»»
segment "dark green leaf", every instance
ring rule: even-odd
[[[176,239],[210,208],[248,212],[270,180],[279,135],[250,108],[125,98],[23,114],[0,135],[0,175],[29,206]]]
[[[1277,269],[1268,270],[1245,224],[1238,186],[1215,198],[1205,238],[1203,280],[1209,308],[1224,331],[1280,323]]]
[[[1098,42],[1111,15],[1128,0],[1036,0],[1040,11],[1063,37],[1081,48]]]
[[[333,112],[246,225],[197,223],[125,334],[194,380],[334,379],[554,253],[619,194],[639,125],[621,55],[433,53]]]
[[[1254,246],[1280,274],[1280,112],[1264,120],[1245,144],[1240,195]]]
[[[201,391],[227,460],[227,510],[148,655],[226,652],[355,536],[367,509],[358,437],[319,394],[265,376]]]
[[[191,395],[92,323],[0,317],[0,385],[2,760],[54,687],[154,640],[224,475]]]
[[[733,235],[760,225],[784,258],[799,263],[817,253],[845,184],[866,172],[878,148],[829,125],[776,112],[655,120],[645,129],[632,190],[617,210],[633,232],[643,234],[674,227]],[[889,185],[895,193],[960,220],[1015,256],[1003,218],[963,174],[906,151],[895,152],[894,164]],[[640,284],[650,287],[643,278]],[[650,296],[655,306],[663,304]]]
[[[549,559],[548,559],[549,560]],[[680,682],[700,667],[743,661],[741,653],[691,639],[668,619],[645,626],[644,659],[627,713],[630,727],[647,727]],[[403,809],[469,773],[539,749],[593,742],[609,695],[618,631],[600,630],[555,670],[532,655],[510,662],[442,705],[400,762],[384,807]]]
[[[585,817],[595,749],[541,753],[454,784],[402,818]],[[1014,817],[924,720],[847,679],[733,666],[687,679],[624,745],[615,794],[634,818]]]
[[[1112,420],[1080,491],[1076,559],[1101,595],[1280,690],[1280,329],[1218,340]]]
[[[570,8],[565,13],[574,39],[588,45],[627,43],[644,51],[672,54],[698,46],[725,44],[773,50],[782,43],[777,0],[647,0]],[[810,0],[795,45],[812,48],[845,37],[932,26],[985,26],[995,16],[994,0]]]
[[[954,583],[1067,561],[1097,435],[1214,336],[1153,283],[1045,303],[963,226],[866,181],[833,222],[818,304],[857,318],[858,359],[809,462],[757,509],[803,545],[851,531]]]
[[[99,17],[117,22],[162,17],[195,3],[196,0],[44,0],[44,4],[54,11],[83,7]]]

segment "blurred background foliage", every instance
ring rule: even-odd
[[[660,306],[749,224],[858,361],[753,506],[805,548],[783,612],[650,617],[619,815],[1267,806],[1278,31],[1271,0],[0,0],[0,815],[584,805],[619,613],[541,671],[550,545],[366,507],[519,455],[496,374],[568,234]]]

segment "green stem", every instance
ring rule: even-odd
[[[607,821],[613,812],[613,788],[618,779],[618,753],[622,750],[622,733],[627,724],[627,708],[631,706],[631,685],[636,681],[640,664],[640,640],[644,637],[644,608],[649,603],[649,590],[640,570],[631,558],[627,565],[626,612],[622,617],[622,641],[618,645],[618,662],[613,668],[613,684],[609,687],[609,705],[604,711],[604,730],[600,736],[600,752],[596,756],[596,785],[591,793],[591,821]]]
««
[WORK REQUIRED]:
When a line in the material above holds the word "every", copy that line.

[WRITTEN REPLY]:
segment "dark green leaf", every instance
segment "blurred background foliage", every instance
segment "green stem", every instance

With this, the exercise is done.